» WRITTEN REQUEST:
Drop the pictures, then extract the listing word for word.

» TASK DATA:
* START *

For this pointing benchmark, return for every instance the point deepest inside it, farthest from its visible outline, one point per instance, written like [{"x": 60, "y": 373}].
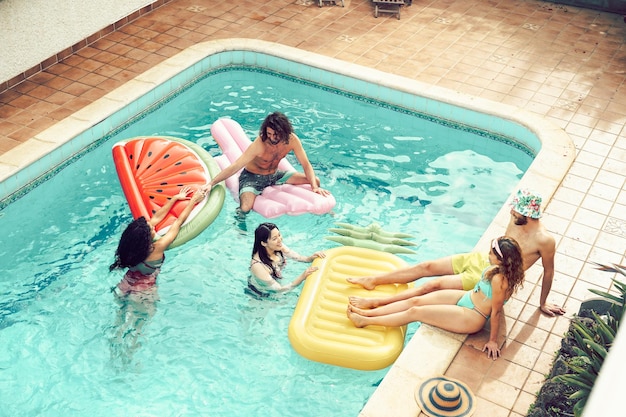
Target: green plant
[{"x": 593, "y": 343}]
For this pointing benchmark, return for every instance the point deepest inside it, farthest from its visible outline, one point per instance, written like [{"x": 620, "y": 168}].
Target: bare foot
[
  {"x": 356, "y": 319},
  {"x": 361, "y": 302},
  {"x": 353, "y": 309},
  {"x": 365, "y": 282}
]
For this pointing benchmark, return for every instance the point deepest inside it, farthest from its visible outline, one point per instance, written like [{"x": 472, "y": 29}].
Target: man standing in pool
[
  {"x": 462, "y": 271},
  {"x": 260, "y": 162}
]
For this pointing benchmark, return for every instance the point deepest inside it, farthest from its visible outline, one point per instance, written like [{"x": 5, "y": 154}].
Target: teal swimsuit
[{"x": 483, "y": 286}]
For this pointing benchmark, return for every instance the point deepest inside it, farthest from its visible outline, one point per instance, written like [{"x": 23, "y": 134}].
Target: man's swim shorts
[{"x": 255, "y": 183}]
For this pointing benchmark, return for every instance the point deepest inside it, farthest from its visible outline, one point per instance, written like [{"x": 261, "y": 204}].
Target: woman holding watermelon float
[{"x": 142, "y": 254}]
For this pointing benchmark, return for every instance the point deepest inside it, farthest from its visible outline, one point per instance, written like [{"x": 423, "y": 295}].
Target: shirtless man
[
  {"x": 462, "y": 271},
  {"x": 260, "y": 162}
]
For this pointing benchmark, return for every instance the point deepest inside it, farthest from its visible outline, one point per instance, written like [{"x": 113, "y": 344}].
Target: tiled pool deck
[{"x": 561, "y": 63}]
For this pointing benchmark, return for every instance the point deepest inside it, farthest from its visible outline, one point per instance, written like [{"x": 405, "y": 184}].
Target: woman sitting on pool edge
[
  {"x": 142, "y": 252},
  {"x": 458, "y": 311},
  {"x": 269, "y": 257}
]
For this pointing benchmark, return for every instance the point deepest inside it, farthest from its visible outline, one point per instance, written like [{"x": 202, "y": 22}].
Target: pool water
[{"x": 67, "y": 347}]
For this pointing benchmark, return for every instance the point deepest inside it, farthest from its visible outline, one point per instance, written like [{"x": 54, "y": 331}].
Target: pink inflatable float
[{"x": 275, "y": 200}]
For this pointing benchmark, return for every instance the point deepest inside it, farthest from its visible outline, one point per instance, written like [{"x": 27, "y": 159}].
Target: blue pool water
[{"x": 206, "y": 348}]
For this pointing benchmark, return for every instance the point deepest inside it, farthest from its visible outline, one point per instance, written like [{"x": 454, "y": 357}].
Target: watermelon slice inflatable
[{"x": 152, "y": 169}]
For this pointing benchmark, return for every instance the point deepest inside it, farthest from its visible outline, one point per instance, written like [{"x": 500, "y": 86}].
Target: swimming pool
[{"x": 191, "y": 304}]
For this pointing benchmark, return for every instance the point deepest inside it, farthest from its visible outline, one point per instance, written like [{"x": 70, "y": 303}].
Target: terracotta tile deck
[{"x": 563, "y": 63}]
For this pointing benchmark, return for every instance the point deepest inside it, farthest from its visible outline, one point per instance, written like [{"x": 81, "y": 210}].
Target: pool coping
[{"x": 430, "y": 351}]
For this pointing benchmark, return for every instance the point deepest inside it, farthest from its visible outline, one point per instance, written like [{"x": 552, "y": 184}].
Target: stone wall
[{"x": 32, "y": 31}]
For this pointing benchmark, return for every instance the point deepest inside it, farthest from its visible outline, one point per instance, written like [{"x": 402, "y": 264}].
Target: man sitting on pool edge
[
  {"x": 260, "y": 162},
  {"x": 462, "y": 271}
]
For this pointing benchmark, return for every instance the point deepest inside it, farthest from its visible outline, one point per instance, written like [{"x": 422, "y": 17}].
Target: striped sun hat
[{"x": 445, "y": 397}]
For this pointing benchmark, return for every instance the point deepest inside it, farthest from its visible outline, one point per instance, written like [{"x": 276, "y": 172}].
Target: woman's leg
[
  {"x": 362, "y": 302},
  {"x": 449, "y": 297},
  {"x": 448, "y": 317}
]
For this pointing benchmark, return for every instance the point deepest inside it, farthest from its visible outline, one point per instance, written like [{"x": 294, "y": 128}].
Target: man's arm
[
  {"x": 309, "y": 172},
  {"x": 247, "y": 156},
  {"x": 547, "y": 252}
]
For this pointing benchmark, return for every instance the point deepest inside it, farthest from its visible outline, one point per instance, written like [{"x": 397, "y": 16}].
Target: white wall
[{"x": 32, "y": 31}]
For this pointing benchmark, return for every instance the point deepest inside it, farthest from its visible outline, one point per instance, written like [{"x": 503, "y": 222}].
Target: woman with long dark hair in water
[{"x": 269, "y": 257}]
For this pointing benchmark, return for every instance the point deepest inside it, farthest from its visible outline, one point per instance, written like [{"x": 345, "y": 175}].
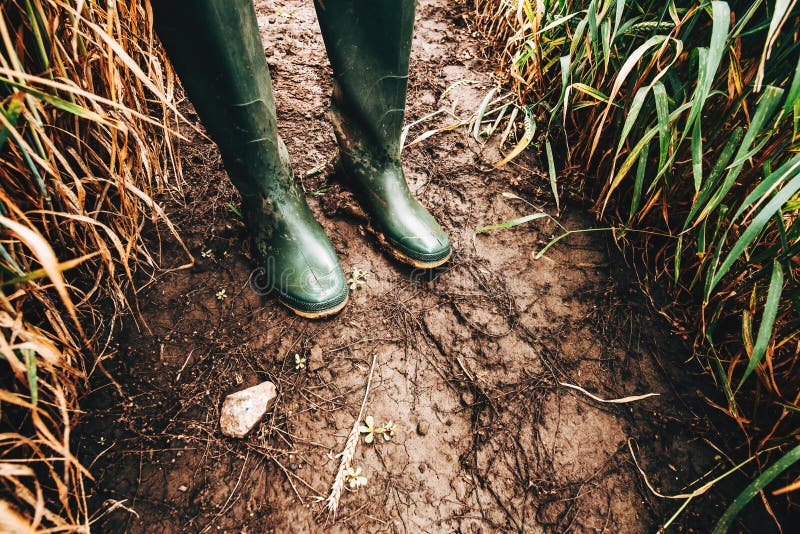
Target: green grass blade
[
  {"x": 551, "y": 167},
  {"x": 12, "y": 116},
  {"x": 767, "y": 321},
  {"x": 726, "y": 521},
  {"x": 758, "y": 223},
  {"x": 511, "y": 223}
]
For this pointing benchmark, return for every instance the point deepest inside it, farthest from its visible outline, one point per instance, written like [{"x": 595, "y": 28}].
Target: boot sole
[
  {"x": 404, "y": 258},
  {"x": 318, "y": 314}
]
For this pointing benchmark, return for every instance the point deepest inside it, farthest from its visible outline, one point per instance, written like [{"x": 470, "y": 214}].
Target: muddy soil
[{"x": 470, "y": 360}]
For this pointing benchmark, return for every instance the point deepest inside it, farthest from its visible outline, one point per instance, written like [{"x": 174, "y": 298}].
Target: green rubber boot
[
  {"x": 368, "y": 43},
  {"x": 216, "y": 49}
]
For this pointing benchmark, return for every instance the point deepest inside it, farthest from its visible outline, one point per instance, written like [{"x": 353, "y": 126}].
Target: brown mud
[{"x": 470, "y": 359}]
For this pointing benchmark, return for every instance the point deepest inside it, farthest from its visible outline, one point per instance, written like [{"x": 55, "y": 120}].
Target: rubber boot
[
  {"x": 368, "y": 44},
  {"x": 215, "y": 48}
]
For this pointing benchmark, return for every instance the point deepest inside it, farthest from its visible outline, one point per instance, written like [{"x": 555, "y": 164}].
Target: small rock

* END *

» EXERCISE RESULT:
For this pointing benchmark, return for every instance the point deepest inside it, farthest from its visible outline, one point per instance, written like [{"x": 60, "y": 373}].
Target: green plant
[{"x": 593, "y": 343}]
For this pointing benchmark, return for every instance the point deepest inside it, farthest from its visible outline, one point per instance, written like [{"x": 620, "y": 168}].
Target: bare foot
[
  {"x": 356, "y": 319},
  {"x": 361, "y": 302},
  {"x": 353, "y": 309},
  {"x": 365, "y": 282}
]
For this pointing benchmark, return for every instance the point deepest inside it, farthest from its visible outline, one point per instance, written like [{"x": 472, "y": 29}].
Target: man standing in pool
[
  {"x": 462, "y": 271},
  {"x": 260, "y": 162}
]
For this pointing benchmark, return for every instance the point deepest inside it, farthest from its visible outline, one point per instance, written like [{"x": 5, "y": 154}].
Target: teal swimsuit
[{"x": 483, "y": 286}]
For this pointing benchmark, return for every instance the point deepest inside it, farthest from its visible outline, one point per instance, written like [{"x": 23, "y": 134}].
Target: man's swim shorts
[{"x": 255, "y": 183}]
For this pointing benchmark, return for every instance the point deepest inside it, farthest from its visible outline, one point per instance, written like [{"x": 261, "y": 204}].
Target: woman holding watermelon float
[{"x": 142, "y": 254}]
For this pointing benchmark, return for every instance the point deepest inside it, farthest from its visible outline, one point per instance, written like [{"x": 423, "y": 295}].
Target: shirtless man
[
  {"x": 462, "y": 271},
  {"x": 260, "y": 162}
]
For this pointing benchmark, return for every instance the point deepest inside it, farthest from its visible outline, one point per instance, written like [{"x": 113, "y": 344}].
Target: tiled pool deck
[{"x": 561, "y": 63}]
For this pointing benchmark, return for every instance the point deepest inside it, farthest from its visible outline, one point per instance, written like [{"x": 405, "y": 184}].
Target: woman sitting on pool edge
[
  {"x": 142, "y": 252},
  {"x": 458, "y": 311},
  {"x": 269, "y": 257}
]
For this pointing benchmark, return for every instance the point deepest inside it, farthest from its visible outline, one point per instance, written like [{"x": 202, "y": 22}].
Target: pool water
[{"x": 67, "y": 347}]
For this pointing benchmark, return for every instance the point deepest inside it, farthest from its visible outline, one point per instance, written like [{"x": 54, "y": 331}].
Target: pink inflatable float
[{"x": 275, "y": 200}]
For this pointing benchmark, return for every instance the point deepest inside it, farthest from its visible outline, one point per instance, written like [{"x": 27, "y": 159}].
Target: blue pool water
[{"x": 206, "y": 348}]
For this pointing benchmark, return for every instance the point deepest inside it, farthest from its visible outline, one point per instance, written like [{"x": 454, "y": 357}].
Target: watermelon slice inflatable
[{"x": 152, "y": 169}]
For this pointing benchmark, return for every instance the point deepest inside it, farthest from its visible outline, one point per instance, written like [{"x": 500, "y": 86}].
Target: swimming pool
[{"x": 191, "y": 304}]
For this pointing benchmark, return for every instance the point deepest inside it, farthest from its visible outline, one point per instance, written like [{"x": 70, "y": 303}].
Target: terracotta tile deck
[{"x": 563, "y": 63}]
For this pointing benchmark, return for every instance the point deepest inside it, farthest from its visible outline, one point per instance, written like [{"x": 81, "y": 210}].
Target: pool coping
[{"x": 430, "y": 351}]
For this pointing benchmark, return for every instance the point deepest inside it, farthest from its visible outline, one point per instance, written like [{"x": 552, "y": 184}].
Target: stone wall
[{"x": 32, "y": 31}]
For this pointing benchmark, return for every instance the point deepest inside it, farthest from its visible outline, one point per instance, written like [{"x": 402, "y": 264}].
Target: man sitting on pool edge
[
  {"x": 260, "y": 162},
  {"x": 462, "y": 271}
]
For this pointing benchmark, return for every instance the point deepest inside it, farthest from its visible outline, one point per instance, written like [{"x": 422, "y": 17}].
Target: striped sun hat
[{"x": 445, "y": 397}]
For this pointing benchmark, return for every instance the point deepest inside it, farthest from its visible outline, one point per instance, written like [{"x": 276, "y": 172}].
Target: woman's leg
[
  {"x": 362, "y": 302},
  {"x": 449, "y": 297},
  {"x": 448, "y": 317}
]
For this pointing benchmark, return for every instance the point deepest inside it, farthest from its visible outline, one point per instance, written like [{"x": 294, "y": 128}].
Target: man's arm
[
  {"x": 309, "y": 172},
  {"x": 247, "y": 156},
  {"x": 547, "y": 252}
]
For this pointing benchmark, return for every instance the point deepest inside it, farthest from its visible outline, one point per instance, written like [{"x": 397, "y": 16}].
Target: white wall
[{"x": 32, "y": 31}]
For this pointing benchmark, return for every instance the point deepest inside it, farthest from its visible outline, one point per instance, written like [{"x": 503, "y": 222}].
Target: woman with long dark hair in water
[{"x": 269, "y": 257}]
For this pointing benchmark, return for every instance the point deepest inside it, farthest from its visible outline, one point per instance, written like [{"x": 345, "y": 175}].
Target: green grass blade
[
  {"x": 551, "y": 167},
  {"x": 12, "y": 116},
  {"x": 767, "y": 321},
  {"x": 726, "y": 521},
  {"x": 758, "y": 223},
  {"x": 511, "y": 223}
]
For this pointing benchmark, return for every instance the point deepest inside it, farthest from its visible outline, one point per instance, written like [{"x": 595, "y": 28}].
Target: boot sole
[
  {"x": 404, "y": 258},
  {"x": 318, "y": 314}
]
For this pointing benchmark, return for every instance the point deepest inside it, farthest from its visible outline, one point per instance, written like [{"x": 470, "y": 214}].
Target: muddy soil
[{"x": 470, "y": 360}]
For this pointing benchmark, return for every instance the point deepest inside it, farthest from its visible outline, one point per instance, written like [{"x": 174, "y": 298}].
Target: green rubber boot
[
  {"x": 368, "y": 43},
  {"x": 216, "y": 49}
]
For this pointing benchmark, return for every instance the point deepest inside it, farthest from its visible outline, one point per instance, written like [{"x": 353, "y": 126}].
Target: brown mud
[{"x": 470, "y": 359}]
For this pointing benchmark, return for every instance the point deepest inside it, farthest from its visible outline, one point per instance, written like [{"x": 55, "y": 120}].
Target: rubber boot
[
  {"x": 368, "y": 44},
  {"x": 215, "y": 48}
]
For this pointing benchmark, return for every instance the point deepest inside it, farthest from its visible outline, one point per instance, written like [{"x": 555, "y": 164}].
Target: small rock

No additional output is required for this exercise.